Prompt — In the data that follows, every line containing the word "task" should be returned.

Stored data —
════════

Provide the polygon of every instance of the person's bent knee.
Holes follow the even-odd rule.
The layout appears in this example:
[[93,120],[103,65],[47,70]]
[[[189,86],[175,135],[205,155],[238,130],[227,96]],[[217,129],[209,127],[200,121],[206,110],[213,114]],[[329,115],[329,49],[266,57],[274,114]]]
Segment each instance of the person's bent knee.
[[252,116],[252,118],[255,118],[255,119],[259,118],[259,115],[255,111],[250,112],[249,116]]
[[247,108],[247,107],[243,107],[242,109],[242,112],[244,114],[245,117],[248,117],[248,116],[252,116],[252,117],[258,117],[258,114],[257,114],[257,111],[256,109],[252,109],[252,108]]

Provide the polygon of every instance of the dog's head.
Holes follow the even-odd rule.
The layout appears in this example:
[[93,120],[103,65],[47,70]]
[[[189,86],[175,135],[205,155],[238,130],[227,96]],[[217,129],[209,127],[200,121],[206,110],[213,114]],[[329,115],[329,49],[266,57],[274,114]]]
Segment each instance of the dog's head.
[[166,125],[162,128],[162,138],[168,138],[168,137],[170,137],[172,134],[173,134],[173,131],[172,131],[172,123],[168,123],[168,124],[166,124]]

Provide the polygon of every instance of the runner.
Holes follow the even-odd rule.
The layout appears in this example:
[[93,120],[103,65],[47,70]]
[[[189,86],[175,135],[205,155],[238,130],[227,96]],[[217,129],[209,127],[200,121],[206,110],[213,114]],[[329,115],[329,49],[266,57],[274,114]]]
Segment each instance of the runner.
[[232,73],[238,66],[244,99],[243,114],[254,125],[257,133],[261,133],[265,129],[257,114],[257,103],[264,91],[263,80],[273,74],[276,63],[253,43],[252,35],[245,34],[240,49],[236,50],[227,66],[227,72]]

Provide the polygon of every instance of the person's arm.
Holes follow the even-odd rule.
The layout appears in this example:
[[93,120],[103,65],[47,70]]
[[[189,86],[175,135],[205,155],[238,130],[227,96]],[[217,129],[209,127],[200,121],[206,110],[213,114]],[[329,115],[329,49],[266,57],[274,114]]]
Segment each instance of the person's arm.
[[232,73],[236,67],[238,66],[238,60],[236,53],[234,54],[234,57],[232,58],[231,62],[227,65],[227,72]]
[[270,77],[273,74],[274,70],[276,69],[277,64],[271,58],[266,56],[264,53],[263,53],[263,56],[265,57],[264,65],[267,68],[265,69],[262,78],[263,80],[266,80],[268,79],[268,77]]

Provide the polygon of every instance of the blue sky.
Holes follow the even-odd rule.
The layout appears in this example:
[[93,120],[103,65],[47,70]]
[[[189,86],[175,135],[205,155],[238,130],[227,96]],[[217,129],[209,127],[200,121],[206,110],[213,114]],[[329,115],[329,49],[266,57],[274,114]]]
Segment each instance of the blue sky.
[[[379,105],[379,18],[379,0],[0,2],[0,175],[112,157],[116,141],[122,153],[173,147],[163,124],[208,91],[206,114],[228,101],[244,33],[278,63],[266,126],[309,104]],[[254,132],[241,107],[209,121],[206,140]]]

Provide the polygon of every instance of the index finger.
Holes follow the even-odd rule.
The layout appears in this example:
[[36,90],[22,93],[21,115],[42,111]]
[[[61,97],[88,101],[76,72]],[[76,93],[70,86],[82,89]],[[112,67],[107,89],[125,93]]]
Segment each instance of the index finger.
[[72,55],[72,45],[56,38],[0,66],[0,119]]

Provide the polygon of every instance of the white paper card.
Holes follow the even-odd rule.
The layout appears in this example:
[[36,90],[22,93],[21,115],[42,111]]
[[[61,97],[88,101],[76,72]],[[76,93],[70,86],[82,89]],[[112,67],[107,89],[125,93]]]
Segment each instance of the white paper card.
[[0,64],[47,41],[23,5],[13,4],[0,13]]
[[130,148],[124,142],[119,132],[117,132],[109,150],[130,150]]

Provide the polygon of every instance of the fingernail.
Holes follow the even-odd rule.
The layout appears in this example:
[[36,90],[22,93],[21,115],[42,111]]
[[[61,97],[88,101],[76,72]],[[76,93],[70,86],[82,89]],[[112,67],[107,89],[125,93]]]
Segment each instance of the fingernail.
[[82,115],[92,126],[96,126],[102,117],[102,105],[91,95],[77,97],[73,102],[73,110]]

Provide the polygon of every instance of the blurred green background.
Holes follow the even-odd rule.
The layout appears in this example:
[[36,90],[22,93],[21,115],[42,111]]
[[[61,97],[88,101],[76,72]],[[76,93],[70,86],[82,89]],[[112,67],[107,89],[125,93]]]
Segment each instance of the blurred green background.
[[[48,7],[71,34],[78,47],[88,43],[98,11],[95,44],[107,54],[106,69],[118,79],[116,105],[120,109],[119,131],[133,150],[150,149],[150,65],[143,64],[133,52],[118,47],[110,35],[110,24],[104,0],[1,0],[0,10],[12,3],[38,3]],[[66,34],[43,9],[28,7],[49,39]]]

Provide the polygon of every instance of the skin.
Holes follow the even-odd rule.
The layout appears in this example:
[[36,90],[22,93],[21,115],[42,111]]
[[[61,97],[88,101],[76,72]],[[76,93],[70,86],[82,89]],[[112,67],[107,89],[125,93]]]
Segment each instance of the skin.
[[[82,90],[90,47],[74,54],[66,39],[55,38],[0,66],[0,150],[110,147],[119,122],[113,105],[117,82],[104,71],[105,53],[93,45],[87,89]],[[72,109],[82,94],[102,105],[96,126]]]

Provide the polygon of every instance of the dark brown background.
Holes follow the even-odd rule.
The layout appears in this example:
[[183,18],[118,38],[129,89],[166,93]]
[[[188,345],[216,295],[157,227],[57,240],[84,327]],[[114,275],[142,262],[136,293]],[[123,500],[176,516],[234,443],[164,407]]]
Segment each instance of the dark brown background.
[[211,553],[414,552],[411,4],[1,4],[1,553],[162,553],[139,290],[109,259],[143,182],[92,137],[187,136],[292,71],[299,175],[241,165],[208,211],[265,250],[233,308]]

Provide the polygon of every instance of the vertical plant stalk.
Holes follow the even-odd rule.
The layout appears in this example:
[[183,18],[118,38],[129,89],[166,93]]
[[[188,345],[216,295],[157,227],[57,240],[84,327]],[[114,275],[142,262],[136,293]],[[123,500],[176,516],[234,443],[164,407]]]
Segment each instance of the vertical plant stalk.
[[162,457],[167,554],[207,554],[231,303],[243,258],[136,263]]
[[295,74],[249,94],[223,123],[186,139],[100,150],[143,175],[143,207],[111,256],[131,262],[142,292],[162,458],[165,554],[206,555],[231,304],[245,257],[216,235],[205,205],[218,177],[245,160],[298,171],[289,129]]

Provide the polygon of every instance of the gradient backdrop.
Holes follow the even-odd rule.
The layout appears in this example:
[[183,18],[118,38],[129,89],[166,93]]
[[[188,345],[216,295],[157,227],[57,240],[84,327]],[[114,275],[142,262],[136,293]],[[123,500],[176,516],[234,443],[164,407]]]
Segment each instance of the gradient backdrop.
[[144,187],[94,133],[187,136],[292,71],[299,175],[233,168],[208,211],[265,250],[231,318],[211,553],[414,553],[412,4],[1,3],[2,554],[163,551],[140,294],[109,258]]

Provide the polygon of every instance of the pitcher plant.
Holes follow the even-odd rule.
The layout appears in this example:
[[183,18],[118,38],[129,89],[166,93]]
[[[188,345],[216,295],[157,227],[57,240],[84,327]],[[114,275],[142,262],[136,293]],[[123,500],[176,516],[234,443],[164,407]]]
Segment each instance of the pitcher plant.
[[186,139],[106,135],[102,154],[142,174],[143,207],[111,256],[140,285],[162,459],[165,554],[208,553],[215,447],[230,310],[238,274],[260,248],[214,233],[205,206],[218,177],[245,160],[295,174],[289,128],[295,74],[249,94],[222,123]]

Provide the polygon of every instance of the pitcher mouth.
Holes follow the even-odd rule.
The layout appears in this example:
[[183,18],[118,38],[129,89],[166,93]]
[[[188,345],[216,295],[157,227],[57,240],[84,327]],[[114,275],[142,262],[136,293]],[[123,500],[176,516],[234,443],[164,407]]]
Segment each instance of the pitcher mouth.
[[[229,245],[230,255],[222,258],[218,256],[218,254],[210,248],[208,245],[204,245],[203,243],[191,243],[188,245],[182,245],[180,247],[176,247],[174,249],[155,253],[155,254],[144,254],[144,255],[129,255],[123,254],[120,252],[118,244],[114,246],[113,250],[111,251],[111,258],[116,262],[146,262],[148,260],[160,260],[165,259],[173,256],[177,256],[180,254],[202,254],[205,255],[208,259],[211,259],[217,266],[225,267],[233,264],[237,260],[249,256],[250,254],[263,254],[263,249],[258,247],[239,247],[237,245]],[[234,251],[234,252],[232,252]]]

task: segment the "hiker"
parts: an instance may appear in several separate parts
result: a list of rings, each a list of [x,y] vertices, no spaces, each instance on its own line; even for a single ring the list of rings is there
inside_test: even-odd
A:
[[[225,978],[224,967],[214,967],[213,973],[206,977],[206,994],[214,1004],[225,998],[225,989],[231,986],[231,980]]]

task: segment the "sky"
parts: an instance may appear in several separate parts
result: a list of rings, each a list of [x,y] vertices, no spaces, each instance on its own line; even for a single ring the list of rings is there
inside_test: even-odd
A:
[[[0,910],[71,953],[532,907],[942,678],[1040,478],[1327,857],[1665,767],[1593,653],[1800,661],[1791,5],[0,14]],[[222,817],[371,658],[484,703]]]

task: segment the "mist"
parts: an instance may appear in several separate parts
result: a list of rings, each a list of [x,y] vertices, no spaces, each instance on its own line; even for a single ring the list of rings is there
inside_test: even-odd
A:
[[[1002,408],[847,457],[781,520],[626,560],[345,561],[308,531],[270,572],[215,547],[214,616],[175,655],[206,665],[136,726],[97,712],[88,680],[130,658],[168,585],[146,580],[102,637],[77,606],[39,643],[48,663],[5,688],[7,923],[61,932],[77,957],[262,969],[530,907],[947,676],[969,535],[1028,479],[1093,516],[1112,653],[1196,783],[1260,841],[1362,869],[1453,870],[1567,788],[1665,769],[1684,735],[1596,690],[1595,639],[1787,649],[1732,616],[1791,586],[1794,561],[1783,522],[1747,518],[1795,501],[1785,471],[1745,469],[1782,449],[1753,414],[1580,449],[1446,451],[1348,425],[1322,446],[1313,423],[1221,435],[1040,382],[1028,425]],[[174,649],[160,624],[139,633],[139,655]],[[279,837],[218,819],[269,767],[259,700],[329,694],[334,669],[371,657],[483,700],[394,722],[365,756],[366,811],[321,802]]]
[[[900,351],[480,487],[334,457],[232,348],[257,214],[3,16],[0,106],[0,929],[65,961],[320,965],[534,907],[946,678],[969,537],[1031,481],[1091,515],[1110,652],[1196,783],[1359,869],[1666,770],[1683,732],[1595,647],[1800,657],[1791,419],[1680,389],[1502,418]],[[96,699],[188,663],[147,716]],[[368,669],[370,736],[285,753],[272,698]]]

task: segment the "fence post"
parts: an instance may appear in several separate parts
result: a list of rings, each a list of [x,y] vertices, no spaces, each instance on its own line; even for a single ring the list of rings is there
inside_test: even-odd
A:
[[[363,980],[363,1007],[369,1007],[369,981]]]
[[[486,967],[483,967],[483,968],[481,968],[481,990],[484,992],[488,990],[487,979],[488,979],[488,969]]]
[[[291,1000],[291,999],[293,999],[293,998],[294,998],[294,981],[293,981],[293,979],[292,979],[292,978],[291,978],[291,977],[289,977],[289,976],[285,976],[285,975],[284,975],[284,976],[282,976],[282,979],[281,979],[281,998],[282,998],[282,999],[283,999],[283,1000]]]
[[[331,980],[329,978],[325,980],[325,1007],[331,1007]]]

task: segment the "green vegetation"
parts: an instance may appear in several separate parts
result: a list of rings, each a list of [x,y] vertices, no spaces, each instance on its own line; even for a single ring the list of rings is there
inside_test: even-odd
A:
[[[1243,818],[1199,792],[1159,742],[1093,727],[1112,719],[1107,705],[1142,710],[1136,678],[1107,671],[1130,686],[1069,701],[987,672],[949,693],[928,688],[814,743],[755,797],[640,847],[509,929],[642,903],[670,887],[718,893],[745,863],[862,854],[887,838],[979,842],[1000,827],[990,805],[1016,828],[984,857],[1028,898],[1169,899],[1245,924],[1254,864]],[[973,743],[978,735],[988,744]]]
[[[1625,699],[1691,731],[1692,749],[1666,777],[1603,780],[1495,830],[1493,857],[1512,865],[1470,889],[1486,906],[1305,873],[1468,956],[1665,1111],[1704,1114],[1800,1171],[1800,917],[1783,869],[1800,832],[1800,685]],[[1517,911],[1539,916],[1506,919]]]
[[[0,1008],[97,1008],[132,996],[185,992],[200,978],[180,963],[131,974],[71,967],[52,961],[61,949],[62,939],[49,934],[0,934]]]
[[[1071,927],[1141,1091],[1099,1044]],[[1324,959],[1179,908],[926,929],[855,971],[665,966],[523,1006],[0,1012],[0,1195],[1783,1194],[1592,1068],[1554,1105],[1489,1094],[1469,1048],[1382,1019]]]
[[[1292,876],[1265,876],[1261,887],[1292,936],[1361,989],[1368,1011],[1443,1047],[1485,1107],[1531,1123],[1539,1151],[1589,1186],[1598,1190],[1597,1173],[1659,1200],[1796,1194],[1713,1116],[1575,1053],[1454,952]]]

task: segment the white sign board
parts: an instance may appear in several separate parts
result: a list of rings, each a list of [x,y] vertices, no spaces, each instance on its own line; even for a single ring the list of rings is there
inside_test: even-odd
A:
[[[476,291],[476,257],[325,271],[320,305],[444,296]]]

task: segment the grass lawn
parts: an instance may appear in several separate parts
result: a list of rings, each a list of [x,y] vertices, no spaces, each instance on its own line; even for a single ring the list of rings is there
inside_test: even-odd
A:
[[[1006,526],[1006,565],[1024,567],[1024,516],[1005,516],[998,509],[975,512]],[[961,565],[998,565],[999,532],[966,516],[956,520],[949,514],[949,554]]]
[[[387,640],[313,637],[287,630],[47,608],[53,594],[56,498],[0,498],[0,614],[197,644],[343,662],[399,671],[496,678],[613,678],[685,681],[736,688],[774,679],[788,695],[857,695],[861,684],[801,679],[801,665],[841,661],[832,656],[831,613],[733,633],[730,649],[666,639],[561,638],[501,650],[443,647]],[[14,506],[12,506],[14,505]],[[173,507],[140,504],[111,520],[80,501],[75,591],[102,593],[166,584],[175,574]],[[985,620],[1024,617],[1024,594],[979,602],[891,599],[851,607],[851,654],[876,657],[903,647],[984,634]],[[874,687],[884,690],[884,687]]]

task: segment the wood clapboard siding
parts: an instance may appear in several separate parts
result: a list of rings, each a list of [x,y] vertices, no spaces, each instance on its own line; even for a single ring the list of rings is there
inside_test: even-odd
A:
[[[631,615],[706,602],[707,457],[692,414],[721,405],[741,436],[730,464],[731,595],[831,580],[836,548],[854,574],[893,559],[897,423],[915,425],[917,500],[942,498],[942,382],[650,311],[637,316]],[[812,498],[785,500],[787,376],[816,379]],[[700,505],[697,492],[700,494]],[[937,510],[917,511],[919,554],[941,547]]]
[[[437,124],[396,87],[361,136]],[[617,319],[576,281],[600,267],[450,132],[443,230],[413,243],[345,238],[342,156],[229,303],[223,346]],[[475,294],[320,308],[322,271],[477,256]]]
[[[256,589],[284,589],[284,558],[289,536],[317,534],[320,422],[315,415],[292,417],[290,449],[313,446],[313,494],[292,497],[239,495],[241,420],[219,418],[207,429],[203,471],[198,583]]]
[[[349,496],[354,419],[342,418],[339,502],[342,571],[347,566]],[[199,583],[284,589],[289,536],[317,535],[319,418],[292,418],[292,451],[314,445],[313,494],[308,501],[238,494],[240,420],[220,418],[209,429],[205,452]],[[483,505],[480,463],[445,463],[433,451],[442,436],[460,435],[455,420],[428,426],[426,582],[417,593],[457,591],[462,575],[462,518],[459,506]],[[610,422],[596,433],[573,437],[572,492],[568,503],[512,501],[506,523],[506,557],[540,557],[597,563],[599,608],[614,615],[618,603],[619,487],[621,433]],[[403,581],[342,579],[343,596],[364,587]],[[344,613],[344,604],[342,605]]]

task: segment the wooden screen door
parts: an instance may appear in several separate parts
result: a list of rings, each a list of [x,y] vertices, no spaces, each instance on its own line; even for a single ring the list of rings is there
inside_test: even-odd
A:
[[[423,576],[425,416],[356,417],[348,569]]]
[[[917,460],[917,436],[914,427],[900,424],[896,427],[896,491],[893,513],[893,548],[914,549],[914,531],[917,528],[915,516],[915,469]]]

════════

Result below —
task: segment the "hiker"
task: segment the "sky"
task: segment the "mist"
task: segment the "fence post"
task: segment the "green vegetation"
task: segment the white sign board
task: segment the grass lawn
task: segment the wood clapboard siding
task: segment the wooden screen door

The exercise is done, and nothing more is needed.